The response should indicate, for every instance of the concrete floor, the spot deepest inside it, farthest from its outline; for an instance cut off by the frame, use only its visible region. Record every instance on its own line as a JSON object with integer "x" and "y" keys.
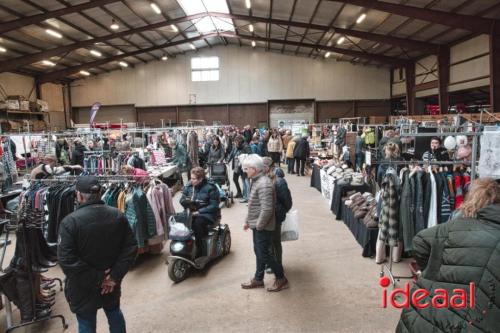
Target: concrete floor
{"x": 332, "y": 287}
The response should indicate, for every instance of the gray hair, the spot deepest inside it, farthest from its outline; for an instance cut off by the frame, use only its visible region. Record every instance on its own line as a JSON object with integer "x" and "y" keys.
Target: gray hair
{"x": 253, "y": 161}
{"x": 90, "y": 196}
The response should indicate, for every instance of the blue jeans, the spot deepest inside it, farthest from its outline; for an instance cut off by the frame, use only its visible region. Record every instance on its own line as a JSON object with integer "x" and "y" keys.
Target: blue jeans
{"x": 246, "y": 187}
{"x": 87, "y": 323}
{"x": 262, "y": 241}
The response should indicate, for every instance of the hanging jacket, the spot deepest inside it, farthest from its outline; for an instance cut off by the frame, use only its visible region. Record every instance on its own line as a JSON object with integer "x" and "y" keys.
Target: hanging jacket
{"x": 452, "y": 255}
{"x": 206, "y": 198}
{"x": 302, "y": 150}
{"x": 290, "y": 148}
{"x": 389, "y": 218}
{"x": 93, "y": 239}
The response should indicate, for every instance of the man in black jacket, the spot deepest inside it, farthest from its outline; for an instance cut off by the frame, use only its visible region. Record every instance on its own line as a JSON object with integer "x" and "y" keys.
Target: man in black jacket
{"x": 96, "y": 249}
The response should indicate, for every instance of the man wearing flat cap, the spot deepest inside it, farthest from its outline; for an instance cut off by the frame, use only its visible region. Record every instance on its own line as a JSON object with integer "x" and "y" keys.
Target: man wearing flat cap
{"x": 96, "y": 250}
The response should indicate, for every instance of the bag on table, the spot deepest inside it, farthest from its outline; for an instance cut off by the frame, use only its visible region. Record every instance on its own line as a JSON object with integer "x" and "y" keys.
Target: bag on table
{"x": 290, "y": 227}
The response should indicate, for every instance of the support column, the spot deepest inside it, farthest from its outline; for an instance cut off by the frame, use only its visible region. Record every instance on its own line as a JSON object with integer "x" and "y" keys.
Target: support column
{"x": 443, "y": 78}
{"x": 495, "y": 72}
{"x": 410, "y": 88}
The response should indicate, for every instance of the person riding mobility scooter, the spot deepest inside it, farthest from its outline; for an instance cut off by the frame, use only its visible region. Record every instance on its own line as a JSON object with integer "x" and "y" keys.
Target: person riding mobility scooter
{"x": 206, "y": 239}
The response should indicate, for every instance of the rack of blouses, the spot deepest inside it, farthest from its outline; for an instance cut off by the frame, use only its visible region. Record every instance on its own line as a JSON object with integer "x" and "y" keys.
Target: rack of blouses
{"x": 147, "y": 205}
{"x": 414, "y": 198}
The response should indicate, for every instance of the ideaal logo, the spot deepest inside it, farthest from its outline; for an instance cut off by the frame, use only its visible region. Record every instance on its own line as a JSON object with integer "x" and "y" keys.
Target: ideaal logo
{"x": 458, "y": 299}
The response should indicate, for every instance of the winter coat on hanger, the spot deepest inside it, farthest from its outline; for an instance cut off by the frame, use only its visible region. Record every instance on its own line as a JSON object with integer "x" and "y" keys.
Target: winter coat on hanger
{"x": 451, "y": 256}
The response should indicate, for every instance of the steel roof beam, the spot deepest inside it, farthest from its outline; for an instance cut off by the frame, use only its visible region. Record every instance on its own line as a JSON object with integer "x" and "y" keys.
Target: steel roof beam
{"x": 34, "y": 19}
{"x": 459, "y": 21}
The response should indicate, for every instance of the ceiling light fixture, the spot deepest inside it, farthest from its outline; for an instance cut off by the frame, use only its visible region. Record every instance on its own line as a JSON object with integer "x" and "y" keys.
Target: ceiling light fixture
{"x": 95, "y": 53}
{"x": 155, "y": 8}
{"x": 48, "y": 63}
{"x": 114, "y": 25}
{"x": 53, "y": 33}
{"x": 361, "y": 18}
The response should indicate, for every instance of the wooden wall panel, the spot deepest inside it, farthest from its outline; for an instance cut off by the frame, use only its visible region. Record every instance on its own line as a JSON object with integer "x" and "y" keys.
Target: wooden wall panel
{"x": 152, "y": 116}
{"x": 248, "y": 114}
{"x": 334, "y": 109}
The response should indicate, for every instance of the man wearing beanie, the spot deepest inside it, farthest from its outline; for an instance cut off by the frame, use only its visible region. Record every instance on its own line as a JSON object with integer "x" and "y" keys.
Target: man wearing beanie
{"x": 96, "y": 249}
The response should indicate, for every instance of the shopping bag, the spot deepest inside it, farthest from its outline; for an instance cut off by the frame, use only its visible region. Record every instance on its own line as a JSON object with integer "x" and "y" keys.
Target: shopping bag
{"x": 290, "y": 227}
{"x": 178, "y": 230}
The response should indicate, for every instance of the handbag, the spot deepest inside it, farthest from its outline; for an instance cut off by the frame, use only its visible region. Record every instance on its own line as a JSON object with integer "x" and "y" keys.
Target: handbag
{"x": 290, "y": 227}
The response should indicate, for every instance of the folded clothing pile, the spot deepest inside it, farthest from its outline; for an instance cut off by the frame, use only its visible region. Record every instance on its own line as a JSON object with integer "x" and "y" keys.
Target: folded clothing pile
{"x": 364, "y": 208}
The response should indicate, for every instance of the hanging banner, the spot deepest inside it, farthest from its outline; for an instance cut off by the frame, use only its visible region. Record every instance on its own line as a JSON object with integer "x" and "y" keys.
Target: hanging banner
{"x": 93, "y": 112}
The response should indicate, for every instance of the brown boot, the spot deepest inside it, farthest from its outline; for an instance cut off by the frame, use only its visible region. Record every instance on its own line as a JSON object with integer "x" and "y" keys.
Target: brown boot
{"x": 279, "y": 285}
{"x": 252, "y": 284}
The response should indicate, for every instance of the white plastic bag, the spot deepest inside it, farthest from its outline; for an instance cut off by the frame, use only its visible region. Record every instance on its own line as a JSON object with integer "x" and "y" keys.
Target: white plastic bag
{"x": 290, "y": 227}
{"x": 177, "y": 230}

- - - - - - -

Omitting all pictures, give the preceding listing again exactly.

### [REPLY]
The response should indicate, for every instance of the concrete floor, the spot deepest inside it, farthest from its outline; for an instance cut off by the frame, use only its visible region. Record every instance on its own line as a JSON object with integer "x" and "y" keys.
Target: concrete floor
{"x": 332, "y": 287}
The response should indicate, for every instance of the gray hair, the spot deepest inside it, farthest from its outline; for an instance cut off by the frame, use only its visible region. Record every instance on its own line as a JSON object with integer "x" and "y" keys.
Target: gray hair
{"x": 253, "y": 161}
{"x": 90, "y": 196}
The response should indicate, for every instance of the blue jeans, the spot deepest inside it, farthest from its outline; for an instance cut off by the frame, use only its visible region. Record every instance on its own line as a JSON object with integer "x" and "y" keys.
Target: blue jeans
{"x": 246, "y": 187}
{"x": 87, "y": 323}
{"x": 262, "y": 241}
The response should indicate, for every instance of the hanging jacket, the spot deepest inside it, farthest from its outline; for an instance cut off by the frame, use only its visible region. Record every instance on its own line as a JSON object with integer "x" and "y" keys.
Target: hanging jacket
{"x": 452, "y": 255}
{"x": 206, "y": 198}
{"x": 302, "y": 150}
{"x": 290, "y": 148}
{"x": 389, "y": 218}
{"x": 93, "y": 239}
The response should indicate, for every instance of the man in black jacket, the spot deepest inside it, farthest from its outline; for an instance cut off by the frame, use only its visible region. Record every instance on its own line as a JSON object with integer "x" and "y" keys.
Target: man in black jacket
{"x": 96, "y": 249}
The response should indicate, for every instance of the man wearing flat cap, the spot deepest inside it, farthest from its outline; for an instance cut off by the frame, use only its visible region. Record every instance on its own line as a JSON object with integer "x" and "y" keys.
Target: man wearing flat cap
{"x": 96, "y": 250}
The response should indicate, for every instance of the bag on table, the spot deepest inside it, farthest from its outline; for an instance cut off by the frame, use only its visible region. Record every instance on its own line as a JSON object with integer "x" and "y" keys.
Target: bag on table
{"x": 290, "y": 227}
The response should indicate, for every instance of the support column, the spot deepest inside it, farthest from its outline; for an instance cut off by the frame, use only its visible region. Record every instance on its own line as a JSON object with integer "x" and "y" keys.
Target: support column
{"x": 443, "y": 78}
{"x": 495, "y": 72}
{"x": 410, "y": 88}
The response should indicate, for every instance of the person riding mobility scooter, the spot deepest inside it, farthest from its outline; for an instance cut off by the frame, use only its visible region. Record every instance on its own line as a JSON object with integer "x" and "y" keys.
Target: person riding mobility scooter
{"x": 206, "y": 239}
The response should indicate, for every instance of the rack of blouses, the spot deepest inside it, farthest from its outline; for an instance cut off by the frame, use only its visible region. Record every instance on its own line as a JSON object with integer "x" and "y" keys.
Target: rack of blouses
{"x": 147, "y": 205}
{"x": 414, "y": 198}
The response should indicate, for every instance of the ideaal logo, the spot deepest inside it, farthest from its outline; for an instance cut off by the frame, use only its visible region. Record every instance on its own line as a JSON object with integer "x" and "y" keys.
Target: ideaal logo
{"x": 458, "y": 299}
The response should indicate, for every instance of the winter coat on hanger, the spot deepest inside it, farthest from its outline; for an instance cut off by the frame, use only its visible region. Record every instance on its own line as a JSON object with integer "x" and "y" keys.
Target: winter coat on hanger
{"x": 451, "y": 256}
The response should indicate, for every instance of the steel roof beam, the spot deepest inside it, farthest from its outline; for an instance cut off by the frame, use only its visible region. Record every instance on its own line as a JSON object with integer "x" and "y" keys.
Target: steel roof beam
{"x": 34, "y": 19}
{"x": 459, "y": 21}
The response should indicate, for every instance of the ceiling light fixture, the spot deepest inside it, farthest from its outline; for an instance cut off by the frame, use only its visible region. Record every instance on its own line as a JSON object with integer "x" and "y" keys.
Target: ceiling light fixture
{"x": 95, "y": 53}
{"x": 155, "y": 8}
{"x": 48, "y": 63}
{"x": 114, "y": 25}
{"x": 53, "y": 33}
{"x": 361, "y": 18}
The response should indicate, for every instance of the wooden wall panel, the spot deepest inside it, farthest from its outline; for an instance cut off by the frame, use only its visible region. Record every instance on its own line as a JSON object with integer "x" and "y" keys.
Target: wooden wall panel
{"x": 152, "y": 116}
{"x": 248, "y": 114}
{"x": 334, "y": 109}
The response should indicate, for every instance of the man wearing beanie, the spot deepest inside it, farthest from its outline; for an instance cut off by the frame, use only its visible region. Record every instance on its own line as a JSON object with integer "x" and "y" keys.
Target: man wearing beanie
{"x": 96, "y": 249}
The response should indicate, for every instance of the shopping bag, the spot deepest inside it, farthest from its outline; for an instance cut off by the frame, use only its visible region. Record every instance on its own line as a JSON object with integer "x" and "y" keys.
Target: shopping bag
{"x": 290, "y": 227}
{"x": 178, "y": 230}
The response should indicate, for every instance of the handbag, the spot deepest inside it, farthest from its outline; for an instance cut off by the frame, use only its visible region. Record every instance on its own line as a JSON object with integer "x" and "y" keys.
Target: handbag
{"x": 290, "y": 227}
The response should indicate, for every instance of the folded clothing pile, the spot deepest inside it, farthest from its outline; for an instance cut off by the frame, use only its visible region. Record every instance on its own line as a JSON object with integer "x" and "y" keys.
Target: folded clothing pile
{"x": 364, "y": 208}
The response should indicate, for every instance of the hanging banner, the spot deepest inside it, farthest from its outline; for an instance cut off by the frame, use only its visible region. Record every instance on its own line as a JSON object with integer "x" and "y" keys.
Target: hanging banner
{"x": 93, "y": 112}
The response should indicate, for every instance of the brown boot, the spot deepest inside it, farthest from its outline; for an instance cut off by the frame, use only its visible region. Record every instance on its own line as a JSON object with integer "x" and "y" keys.
Target: brown boot
{"x": 279, "y": 285}
{"x": 252, "y": 284}
The response should indicate, for every instance of the white plastic bag, the spot deepest inside it, farthest from its outline; for an instance cut off by the frame, use only its visible region. Record every instance on its own line as a JSON object with integer "x" and "y" keys.
Target: white plastic bag
{"x": 290, "y": 227}
{"x": 177, "y": 230}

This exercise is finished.